Write out the listing below again, precisely as it is given.

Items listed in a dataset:
..........
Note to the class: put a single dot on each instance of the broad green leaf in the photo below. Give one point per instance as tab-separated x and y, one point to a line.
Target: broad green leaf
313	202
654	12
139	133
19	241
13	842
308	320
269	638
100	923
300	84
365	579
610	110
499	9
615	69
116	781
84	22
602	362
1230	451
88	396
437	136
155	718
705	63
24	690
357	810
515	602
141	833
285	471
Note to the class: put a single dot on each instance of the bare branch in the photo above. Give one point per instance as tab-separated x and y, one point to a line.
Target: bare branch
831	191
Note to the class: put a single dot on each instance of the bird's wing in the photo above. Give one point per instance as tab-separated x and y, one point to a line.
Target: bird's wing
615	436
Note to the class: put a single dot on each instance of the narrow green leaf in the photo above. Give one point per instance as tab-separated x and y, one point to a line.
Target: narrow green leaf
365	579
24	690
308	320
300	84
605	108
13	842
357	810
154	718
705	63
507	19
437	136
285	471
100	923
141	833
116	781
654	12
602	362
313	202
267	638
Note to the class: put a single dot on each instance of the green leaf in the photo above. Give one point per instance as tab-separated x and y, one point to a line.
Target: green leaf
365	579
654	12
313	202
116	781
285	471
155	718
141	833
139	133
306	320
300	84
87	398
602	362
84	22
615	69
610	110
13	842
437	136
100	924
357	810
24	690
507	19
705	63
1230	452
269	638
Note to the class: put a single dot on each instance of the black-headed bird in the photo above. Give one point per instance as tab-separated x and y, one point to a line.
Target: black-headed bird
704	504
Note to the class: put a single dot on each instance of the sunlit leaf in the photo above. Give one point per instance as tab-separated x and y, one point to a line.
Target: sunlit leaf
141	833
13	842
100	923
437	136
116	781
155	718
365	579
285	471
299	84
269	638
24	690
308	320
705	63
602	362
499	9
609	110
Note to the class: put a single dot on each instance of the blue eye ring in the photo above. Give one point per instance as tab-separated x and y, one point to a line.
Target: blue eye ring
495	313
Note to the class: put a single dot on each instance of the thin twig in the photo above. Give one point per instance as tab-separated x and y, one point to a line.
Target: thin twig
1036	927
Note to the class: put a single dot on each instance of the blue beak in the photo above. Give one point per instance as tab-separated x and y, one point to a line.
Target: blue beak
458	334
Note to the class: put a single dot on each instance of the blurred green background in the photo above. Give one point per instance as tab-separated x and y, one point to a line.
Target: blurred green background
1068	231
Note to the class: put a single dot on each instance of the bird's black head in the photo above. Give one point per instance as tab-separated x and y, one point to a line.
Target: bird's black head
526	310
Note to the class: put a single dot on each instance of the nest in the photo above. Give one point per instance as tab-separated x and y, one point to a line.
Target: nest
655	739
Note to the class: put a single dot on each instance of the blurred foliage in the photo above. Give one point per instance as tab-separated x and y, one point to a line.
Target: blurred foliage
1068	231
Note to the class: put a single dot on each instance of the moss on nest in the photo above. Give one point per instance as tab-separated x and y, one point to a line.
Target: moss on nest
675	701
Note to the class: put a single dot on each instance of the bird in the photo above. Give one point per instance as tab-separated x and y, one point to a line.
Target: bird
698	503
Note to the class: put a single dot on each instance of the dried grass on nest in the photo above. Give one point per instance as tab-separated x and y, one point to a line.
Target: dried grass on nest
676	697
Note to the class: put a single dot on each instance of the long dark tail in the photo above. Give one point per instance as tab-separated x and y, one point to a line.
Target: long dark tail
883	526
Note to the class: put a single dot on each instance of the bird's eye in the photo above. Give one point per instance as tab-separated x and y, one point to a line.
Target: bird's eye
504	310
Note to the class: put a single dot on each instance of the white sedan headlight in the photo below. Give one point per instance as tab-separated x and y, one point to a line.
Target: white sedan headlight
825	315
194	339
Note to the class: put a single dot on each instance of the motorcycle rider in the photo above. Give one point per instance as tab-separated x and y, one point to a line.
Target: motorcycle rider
..........
* [RESULT]:
Note to the class: put a single dot on each instance of the broad green leaf in the photo below. Give one point per instance as tab-separated x and y, one point to a line.
Target: broad green leaf
313	202
654	12
139	133
19	241
13	842
308	320
269	638
100	923
300	84
365	579
610	110
499	9
615	69
116	781
84	22
602	362
1230	451
88	396
437	136
155	718
705	63
24	690
357	810
515	602
141	833
285	471
Note to the class: put a single dot on each instance of the bare branch in the photo above. Give one point per instance as tab-separated x and y, one point to a line.
Target: bare branch
831	191
Note to the class: put a single dot on each instance of the bird's wing in the photo above. Give one point per instance as tab-separated x and y, one point to a line.
Target: bird's wing
615	436
Note to the class: put a single dot on each instance of the narrow green leaf in the photo above. Give one point per instance as tab-separated x and y, one point to a line.
Target: narrow green leaf
365	579
24	690
308	320
300	84
605	108
13	842
357	810
154	718
705	63
507	19
437	136
285	471
100	923
141	833
116	781
654	12
602	362
313	202
267	638
Note to the class: put a single dot on each instance of the green leaf in the photo above. Give one point per instance as tab-separated x and y, one point to a line.
Target: green leaf
365	579
654	12
313	202
116	781
285	471
155	718
141	833
139	133
306	320
300	84
87	398
602	362
84	22
615	69
610	110
13	842
437	136
100	924
357	810
24	690
507	19
705	63
1230	452
269	638
Note to the class: put a single dot on each instance of the black-headed bird in the photo above. Give one point per instance as tab-separated x and y, one point to a line.
Target: black-headed bird
704	504
Note to the class: put a single dot on each instance of the sunlit leaf in the photo above. Give one point per instance as tab-separated x and y, one point to a line.
Target: sunlit leaf
141	833
13	842
100	923
437	136
116	781
155	718
365	579
285	471
299	84
269	638
24	690
308	320
705	63
602	362
499	9
609	110
Note to the class: put a single dot on each instance of the blue eye ring in the photo above. Give one point per instance as tab-separated x and y, one point to a line.
Target: blue eye ring
495	313
Note to the class: put a single dot on each instance of the thin twig in the photo above. Give one point per instance as tab-separated x and y, one point to a line.
Target: thin twig
1036	927
Note to the class: put a single dot on each instance of the blue beak in the photo above. Give one point per instance as tab-separated x and y, one point to a line.
Target: blue beak
458	334
Note to the class: put a single dot on each instance of the blurred green background in the photo above. Give one point per instance as tab-separated x and y, one point to a line.
Target: blurred green background
1068	231
Note to the class: put a single dot on each instance of the bird's black head in the photo above. Give one point per instance as tab-separated x and y, one point to a line.
Target: bird's black head
526	310
Note to the class: put a single dot on each instance of the nest in the photo above. Give one point per instance as tab-separated x and y, one point to a line.
Target: nest
655	739
Note to the class: put a single dot on each instance of the blurred foliage in the photo above. Give one point per instance as tab-separated x and y, one point to a line.
Target: blurred foliage
1068	231
Note to the class: put a single dot on each instance of the moss on nest in the photo above. Give one point per instance as tab-separated x and y, one point to a line.
Target: moss on nest
675	701
Note to the class: put a single dot on each instance of the bird in the photo above. Give one point per instance as tab-separated x and y, one point to a line.
Target: bird
698	503
Note to the class: put a single dot on each instance of the dried grass on nest in the photo above. Give one point per instance as tab-separated x and y, one point to a line.
Target: dried grass on nest
676	697
Note to the class: put a single dot on each instance of the long dark tail in the photo above. Give one point per instance as tab-separated x and y, one point to a line.
Target: long dark tail
883	526
Note to the class: put a single dot on each instance of the bird's eye in the photo above. Give one point per instance as tab-separated x and y, one point to a line.
Target: bird's eye
504	310
Note to the class: put a single dot on each instance of the white sedan headlight in the photo below. Give one point per instance as tab-separated x and y, one point to a line.
Target: white sedan headlight
825	315
194	339
Note to the class: put a single dot on each instance of the motorcycle rider in the photo above. Give one point per instance as tab-separated x and y, one point to a line.
Target: motorcycle rider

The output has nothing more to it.